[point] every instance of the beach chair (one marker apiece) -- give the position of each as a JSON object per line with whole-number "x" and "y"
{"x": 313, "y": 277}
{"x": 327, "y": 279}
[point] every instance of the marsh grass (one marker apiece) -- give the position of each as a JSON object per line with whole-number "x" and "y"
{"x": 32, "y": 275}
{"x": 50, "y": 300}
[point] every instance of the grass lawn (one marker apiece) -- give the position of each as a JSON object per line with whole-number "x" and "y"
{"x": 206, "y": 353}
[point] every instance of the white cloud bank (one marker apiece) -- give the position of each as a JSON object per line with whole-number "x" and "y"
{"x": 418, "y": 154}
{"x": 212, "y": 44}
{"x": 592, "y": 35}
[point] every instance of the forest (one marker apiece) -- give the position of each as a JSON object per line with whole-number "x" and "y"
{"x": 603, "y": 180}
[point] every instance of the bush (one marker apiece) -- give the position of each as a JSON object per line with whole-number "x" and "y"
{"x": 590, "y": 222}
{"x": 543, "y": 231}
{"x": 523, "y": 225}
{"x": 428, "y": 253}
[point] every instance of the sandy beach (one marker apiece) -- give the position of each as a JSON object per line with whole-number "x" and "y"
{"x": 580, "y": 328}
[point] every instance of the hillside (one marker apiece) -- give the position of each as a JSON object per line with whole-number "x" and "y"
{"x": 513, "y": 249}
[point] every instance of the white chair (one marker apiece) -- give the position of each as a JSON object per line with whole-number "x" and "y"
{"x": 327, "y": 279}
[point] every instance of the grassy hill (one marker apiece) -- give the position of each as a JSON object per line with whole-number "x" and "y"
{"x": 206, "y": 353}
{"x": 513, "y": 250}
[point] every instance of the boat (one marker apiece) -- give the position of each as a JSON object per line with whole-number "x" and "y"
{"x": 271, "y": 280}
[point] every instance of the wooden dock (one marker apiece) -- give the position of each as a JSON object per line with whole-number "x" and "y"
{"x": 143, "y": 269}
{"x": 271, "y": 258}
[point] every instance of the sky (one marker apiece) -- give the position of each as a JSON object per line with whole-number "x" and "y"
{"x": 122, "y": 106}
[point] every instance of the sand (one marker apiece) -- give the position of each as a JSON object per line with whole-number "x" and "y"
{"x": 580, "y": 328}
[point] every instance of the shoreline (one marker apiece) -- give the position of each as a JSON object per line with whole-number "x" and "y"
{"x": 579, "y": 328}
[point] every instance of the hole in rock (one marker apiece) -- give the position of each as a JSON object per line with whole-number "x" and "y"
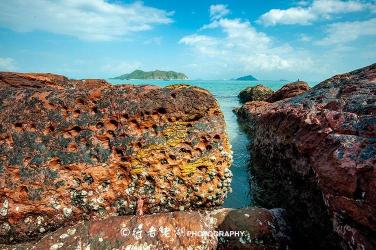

==========

» **WRITTEN TASK**: Pull out all of the rows above and copy them word for word, leaving out any pictures.

» **IN RESPONSE**:
[point] every instance of the beach chair (one marker apiece) -- give the position of each as a JSON object per line with whole-number "x" and "y"
{"x": 313, "y": 277}
{"x": 327, "y": 279}
[point] every instance of the marsh grass (one marker apiece) -- give the position of each as a JSON object per line with whole-number "x" and "y"
{"x": 32, "y": 275}
{"x": 50, "y": 300}
[point] every instance of the grass lawn (one marker apiece) -- give the position of each as a JSON object per line with whole-number "x" and "y"
{"x": 206, "y": 353}
[point] every instance of the white cloud bank (one marker apiece) -- give the position of each as a JSON object per line with whole-number "x" and "y"
{"x": 418, "y": 154}
{"x": 212, "y": 44}
{"x": 592, "y": 35}
[point] every instance of the forest (one marker apiece) -- give the position of each as a JSON object per line with whole-number "x" and "y"
{"x": 603, "y": 180}
[point] every instance of the bush (one marker apiece) -- give the position of each as a JSON object per line with whole-number "x" and "y"
{"x": 590, "y": 222}
{"x": 543, "y": 231}
{"x": 523, "y": 225}
{"x": 428, "y": 253}
[point] every instance of the sandy beach (one marker apiece) -- give the position of each as a JSON object per line with whole-number "x" and "y"
{"x": 580, "y": 328}
[point] every instance of the hillside (one marker apiece) -- give the position of each as a JSON object per line with whole-number "x" and "y"
{"x": 513, "y": 249}
[point] every instance of the white chair (one marker apiece) -- give the position of each as a JSON object per line with whole-number "x" and "y"
{"x": 327, "y": 279}
[point] every instance of the grassy hill (one marker apiece) -- give the position of each as a JSON object per line with whole-number "x" and "y"
{"x": 206, "y": 353}
{"x": 513, "y": 250}
[point] every instance of the boat (one marker apiece) -- give the position of each as a JSON object per line with whole-number "x" and "y"
{"x": 271, "y": 280}
[point] every instance of the wooden dock (one marker apiece) -- give the position of each as a JSON object per line with whole-number "x" and "y"
{"x": 143, "y": 269}
{"x": 271, "y": 258}
[point] every instance of the sky (one marker apiece) -- give the position of each as a JSON object per line with whole-number "x" and "y"
{"x": 122, "y": 106}
[point] every instance of the sand (one marker apiece) -- give the position of each as a JSON object per line with whole-number "x" and "y"
{"x": 580, "y": 328}
[point] every instance of the shoreline (one marker apiece) -- give the position of each as a JSON object per line with whole-number "x" and "y"
{"x": 579, "y": 328}
[point] every instance of the hole in rock (one marker apiece) -- give the position of each as a JSON object per line with whole-number "x" and "y"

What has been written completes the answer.